Saved entries:
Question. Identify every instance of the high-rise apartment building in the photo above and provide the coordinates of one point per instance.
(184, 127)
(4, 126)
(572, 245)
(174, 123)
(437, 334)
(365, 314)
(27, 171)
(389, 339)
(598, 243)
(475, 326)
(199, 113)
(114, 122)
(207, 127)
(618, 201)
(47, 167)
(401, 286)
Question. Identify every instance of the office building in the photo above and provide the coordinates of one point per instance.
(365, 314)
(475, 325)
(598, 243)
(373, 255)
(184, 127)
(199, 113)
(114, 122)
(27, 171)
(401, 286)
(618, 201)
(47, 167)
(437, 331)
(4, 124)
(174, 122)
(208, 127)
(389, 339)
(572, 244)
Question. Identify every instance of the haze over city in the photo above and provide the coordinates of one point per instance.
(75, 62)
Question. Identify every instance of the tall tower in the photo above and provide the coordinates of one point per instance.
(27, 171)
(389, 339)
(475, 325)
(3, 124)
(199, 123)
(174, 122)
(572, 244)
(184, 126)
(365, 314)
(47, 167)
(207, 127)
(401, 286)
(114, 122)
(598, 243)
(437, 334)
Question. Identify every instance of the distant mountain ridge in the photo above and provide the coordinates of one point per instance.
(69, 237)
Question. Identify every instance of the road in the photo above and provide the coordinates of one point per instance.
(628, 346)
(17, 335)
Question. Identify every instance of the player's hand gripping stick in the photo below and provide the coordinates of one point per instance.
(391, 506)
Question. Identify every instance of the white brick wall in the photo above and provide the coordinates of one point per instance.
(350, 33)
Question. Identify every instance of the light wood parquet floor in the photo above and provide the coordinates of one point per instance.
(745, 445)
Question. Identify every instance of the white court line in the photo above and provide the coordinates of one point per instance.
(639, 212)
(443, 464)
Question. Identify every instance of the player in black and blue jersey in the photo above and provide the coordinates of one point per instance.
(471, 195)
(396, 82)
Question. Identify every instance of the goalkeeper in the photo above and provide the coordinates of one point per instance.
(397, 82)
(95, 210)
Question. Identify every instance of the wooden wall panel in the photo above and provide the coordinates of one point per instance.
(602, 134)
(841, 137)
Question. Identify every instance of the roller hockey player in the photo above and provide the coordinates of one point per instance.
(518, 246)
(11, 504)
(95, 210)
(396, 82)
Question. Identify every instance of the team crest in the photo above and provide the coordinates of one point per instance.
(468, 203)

● How to complete this task:
The required output is the full set of entries, reproduced verbatim.

● Solution for this exercise:
Question. Identify every instance of the high-rise apartment building in the photo above and provide the coordinates of one point per instance.
(184, 127)
(4, 126)
(572, 245)
(174, 123)
(437, 334)
(365, 314)
(27, 171)
(389, 339)
(598, 243)
(475, 326)
(199, 113)
(114, 122)
(207, 127)
(618, 201)
(47, 167)
(401, 286)
Question. Identify every instance of the office building in the photo above and provide the coordinates of one point per instance.
(365, 314)
(475, 325)
(598, 243)
(373, 255)
(184, 127)
(199, 113)
(114, 122)
(27, 171)
(401, 286)
(618, 201)
(47, 167)
(437, 331)
(4, 124)
(174, 122)
(208, 127)
(389, 339)
(572, 244)
Question. Identify every instance of the haze over city in the photo above and provide the coordinates of one point per instance.
(75, 62)
Question. Identify every instance of the tall tower in the photo above and provide the coordinates of one point per instance.
(27, 171)
(389, 339)
(475, 325)
(3, 124)
(199, 123)
(174, 122)
(572, 244)
(184, 126)
(365, 314)
(47, 167)
(207, 127)
(401, 286)
(114, 122)
(598, 243)
(437, 334)
Question. Identify every instance of the distant mountain ridge in the photo above and provide the coordinates of one point per instance.
(69, 237)
Question. Identify every instance of the road in the photo above and provide the coordinates of one point per instance.
(628, 346)
(17, 335)
Question. Identify every instance of the player's hand gripping stick in the photo below and provide the coordinates of one point per instance.
(391, 506)
Question. Identify every instance of the white brick wall in the photo above and provide the coordinates of one point per instance.
(350, 33)
Question. Identify every instance of the light wood parquet floor in the photo above and provide the coordinates of one point per instance.
(745, 445)
Question. Identify every instance of the white court line in the photo above and provide the coordinates of one point per instance.
(639, 212)
(443, 464)
Question. Identify every instance of the player in black and blue jersey in the photo above and provide the coordinates of one point per instance.
(471, 195)
(396, 82)
Question. Identify every instance of the goalkeeper in the photo above and provide the coordinates of one point per instance.
(397, 82)
(95, 210)
Question. Identify every instance of the wooden wall panel in the photo above and provide the coordinates of one point per instance.
(602, 134)
(841, 137)
Question. Identify every instance of the roller hockey player in the photo above and provide the coordinates of one point per instance.
(518, 246)
(11, 504)
(95, 210)
(396, 82)
Question. Identify every instance of the team crest in the photo above and provide the coordinates of one point per instance.
(468, 203)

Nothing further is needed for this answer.